** Start SELECTED PASSAGE **

It will be Singapore’s 46th National Day in two days. Forty six is a good ripe age. As Arundhati Roy says in her book The God of Small Things, a viable die-able age. It’s how I’ve been feeling late, die-able. Hence, this post.
Are your worried about aging? Fearful of death? Have you come to terms with the inevitable. Do share by leaving a comment.
With each birthday, death becomes more forward. Good face days become fewer and farther apart. Your skin care bottles begin to sport words like ‘revital’ and ‘rejuvene’. One day, you discover that, notwithstanding the stuff in the bottles, you have lost your jaw line. The short walk uphill to the corner shop seems to lengthen each week. You need a whole day to recover from trysts with the significant other, and curiously, they seem much less interesting than before. After a while, you even begin to wish that the significant other would exhibit less ‘interest’ !
Without noticing it, you begin to scan the obituaries. Pictures of people you know appear with increasing frequency, then those of people you worked with or were in school with you, and finally even pictures of people a whole generation younger than yourself. Death is making her presence felt with a vengeance now. You may refuse to recognize her, but sooner or later, whether you are ready or not, she is there , staring you in the face. And, you have no choice but to say her name.
I have become a woman of a “certain age”, and morbid as it may sound, I have begun to feel death stalking me.
Now, when plagued by a stalker, there are three possible courses of action – make a police report, hide, or turn around and look the stalker in the face. Since the police do not usually ‘interfere’ in personal matters, and since stalking by death is more than anything else an intimate affair, the first is ruled out. All the police can do is issue a certificate after the event. Hiding doesn’t work either. It postpones but cannot avoid the final inevitable encounter. That leaves confrontation. This is not usually advised in cases of stalking. When badly managed, the consequences have been fatal. But since we’re dealing with the subject at hand, whyever not?

** End SELECTED PASSAGE **
** Start DATA IN THIS EXERCISE **

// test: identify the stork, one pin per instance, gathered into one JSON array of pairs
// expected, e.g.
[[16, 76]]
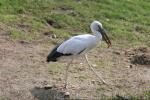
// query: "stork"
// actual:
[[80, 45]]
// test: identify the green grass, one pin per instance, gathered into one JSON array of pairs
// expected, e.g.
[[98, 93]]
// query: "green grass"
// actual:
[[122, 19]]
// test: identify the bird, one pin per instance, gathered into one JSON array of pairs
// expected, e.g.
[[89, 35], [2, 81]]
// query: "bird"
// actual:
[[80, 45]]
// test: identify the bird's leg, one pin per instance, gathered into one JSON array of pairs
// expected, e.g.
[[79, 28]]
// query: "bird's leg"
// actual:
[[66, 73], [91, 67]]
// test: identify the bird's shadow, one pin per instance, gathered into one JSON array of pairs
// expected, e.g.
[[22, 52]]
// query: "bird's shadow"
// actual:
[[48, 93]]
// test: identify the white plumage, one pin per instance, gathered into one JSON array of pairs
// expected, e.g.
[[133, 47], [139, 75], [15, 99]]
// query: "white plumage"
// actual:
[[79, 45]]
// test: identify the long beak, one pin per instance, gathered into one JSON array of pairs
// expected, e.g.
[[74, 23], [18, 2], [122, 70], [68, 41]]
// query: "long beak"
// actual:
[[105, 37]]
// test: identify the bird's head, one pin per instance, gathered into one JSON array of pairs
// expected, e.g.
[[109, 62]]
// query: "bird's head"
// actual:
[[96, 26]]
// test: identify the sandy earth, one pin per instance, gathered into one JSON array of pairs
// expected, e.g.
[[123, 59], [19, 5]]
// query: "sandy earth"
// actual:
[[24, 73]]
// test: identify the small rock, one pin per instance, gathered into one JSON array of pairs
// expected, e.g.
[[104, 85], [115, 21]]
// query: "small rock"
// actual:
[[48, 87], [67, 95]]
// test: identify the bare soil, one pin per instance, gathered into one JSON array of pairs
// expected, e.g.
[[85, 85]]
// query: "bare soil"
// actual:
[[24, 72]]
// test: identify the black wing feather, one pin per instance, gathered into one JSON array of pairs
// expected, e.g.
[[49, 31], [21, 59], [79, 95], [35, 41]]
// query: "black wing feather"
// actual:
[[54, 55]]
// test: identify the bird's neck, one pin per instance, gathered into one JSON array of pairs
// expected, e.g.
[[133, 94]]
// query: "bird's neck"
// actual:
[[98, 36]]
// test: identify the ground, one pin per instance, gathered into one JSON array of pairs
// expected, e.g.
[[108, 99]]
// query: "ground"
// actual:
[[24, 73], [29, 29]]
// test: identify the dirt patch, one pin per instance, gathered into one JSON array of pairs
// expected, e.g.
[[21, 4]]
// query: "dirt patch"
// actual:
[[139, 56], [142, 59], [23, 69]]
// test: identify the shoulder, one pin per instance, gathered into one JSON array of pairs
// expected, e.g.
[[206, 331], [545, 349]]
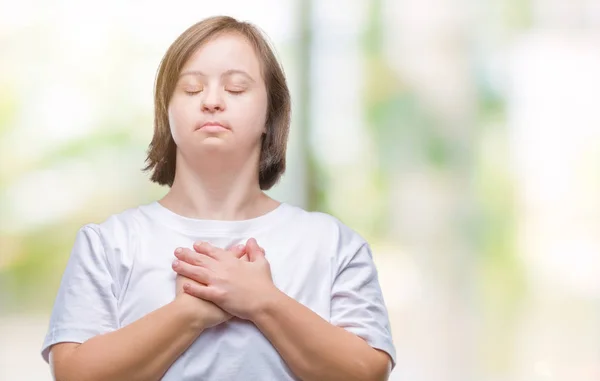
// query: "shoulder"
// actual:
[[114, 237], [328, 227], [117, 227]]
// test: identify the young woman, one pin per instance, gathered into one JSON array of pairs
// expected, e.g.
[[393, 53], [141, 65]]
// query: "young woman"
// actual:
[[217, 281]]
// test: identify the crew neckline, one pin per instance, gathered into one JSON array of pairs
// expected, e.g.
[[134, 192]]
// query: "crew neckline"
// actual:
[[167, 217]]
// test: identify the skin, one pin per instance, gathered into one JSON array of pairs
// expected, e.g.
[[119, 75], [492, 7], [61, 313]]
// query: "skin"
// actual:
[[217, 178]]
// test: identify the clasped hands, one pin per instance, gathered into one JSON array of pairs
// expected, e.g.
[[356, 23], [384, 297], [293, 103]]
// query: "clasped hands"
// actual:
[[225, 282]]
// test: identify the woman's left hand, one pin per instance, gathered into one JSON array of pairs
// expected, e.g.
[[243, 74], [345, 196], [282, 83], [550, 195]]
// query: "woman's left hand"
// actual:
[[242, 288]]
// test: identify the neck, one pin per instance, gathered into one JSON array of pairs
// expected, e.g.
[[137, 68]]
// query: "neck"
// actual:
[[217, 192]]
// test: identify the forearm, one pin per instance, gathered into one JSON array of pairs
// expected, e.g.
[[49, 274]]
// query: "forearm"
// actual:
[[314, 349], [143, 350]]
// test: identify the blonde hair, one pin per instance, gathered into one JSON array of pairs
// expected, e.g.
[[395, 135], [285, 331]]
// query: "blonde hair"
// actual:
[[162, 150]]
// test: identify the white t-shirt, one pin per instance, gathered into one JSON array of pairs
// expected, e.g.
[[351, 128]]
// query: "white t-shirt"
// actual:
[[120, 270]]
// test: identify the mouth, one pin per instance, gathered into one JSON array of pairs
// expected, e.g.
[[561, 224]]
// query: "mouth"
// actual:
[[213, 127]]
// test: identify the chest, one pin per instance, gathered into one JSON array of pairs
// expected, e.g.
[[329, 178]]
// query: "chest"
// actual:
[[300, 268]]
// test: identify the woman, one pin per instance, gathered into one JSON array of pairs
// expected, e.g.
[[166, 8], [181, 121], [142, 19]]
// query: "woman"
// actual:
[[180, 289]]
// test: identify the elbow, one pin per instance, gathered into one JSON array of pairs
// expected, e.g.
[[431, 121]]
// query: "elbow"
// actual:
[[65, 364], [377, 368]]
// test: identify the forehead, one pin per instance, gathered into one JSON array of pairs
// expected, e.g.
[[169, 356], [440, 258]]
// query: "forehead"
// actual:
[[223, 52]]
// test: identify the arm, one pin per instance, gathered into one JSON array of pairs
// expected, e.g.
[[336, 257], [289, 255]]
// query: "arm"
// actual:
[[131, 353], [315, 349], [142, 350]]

** End DATA IN THIS EXERCISE **

## EXERCISES:
1. In the entries, from the line containing "identify the clasped" through the line containing "[[314, 349], [143, 350]]", inclusive, substitute "lower arm" for "forearm" and give those lines back with nothing else changed.
2. Pick up the essay on aging and death where it stops and continue it.

## ANSWERS FOR THE TASKS:
1.
// test: identify the clasped hands, one pin per instance, gathered into one JSON array of pairs
// expected, e.g.
[[356, 23], [384, 297], [293, 103]]
// query: "clasped hands"
// actual:
[[225, 282]]
// test: identify the woman's left hand, one pin per instance, gathered into one JSON array of pairs
// expected, e.g.
[[243, 74], [345, 196], [282, 83], [550, 195]]
// query: "woman's left hand"
// actual:
[[242, 288]]
// test: identify the neck, one pin per instance, gathered into one JSON array of pairs
// expected, e.g.
[[137, 68]]
// query: "neck"
// actual:
[[217, 192]]
// test: identify the lower arm, one pin per instance, gathered into one JSON array of pairs
// expected, e.g.
[[49, 274]]
// query: "lower arm"
// actual:
[[314, 349], [143, 350]]

2.
On that reckless note, I have recently embarked on a project which is likely to last the rest of my life. I have decided to make my acquaintance with death, take a good hard look to see what there is to see. Maybe I’ll be scared witless and die. On the other hand, maybe I’ll learn something. Maybe in the process I’ll finally understand what Morrie Schwartz, whose dying was famously documented in “Tuesdays with Morrie”, actually meant when he said, “Learn how to live and you’ll know how to die; learn how to die and you’ll know how to live.”
So what do I know about dying? And, how am I going to live on the basis of what I know?
Fact Number 1 – I began to die the day I was born and I will continue dying until I’m done. Metaphysical, that one. It implies that living and dying are all one thing happening side by side; every step bringing us to our prime is also a step towards being done. Indeed, the wise women have it that when one thinks growth, development and change are done, then one is indeed done with life. I don’t have a choice about meeting death, but in the process, I am going to cram in as much living and growing as I can.
How long will I have to live and grow before I’m done? According to the Department of Statistics, Singapore women now have a life expectancy of 80.6 years. So give or take a few years, I’ll set my seasons of learning, doing, resting and agitating to that timetable. For me, as a woman of a “certain age”, this implies almost as much living going forward as I’ve already done from birth to now, and that is a good long future. Considering how much I’ve changed from adolescence to now, the possibilities ahead of me are are bedazzling -enough to give indigestion even to the glutton for change that I am!
However, a life expectancy of 80.6 years is no guarantee that I will live to 80.6. And if I am still alive at 80.6 years old, then statistically half of all the people I know are likely to have died . I will thus be lonely in old age unless I learn to seek happiness in both solitude and relationships with new and younger people.
Fact number 2 – I will experience decay as I walk towards death. Over time my body will weaken, my mind may go, my character and personality may fall apart. I can accept this theoretically but having seen it happen to my near and dear and experienced its beginnings in my bones I would really rather not go through the whole shebang if I can avoid it.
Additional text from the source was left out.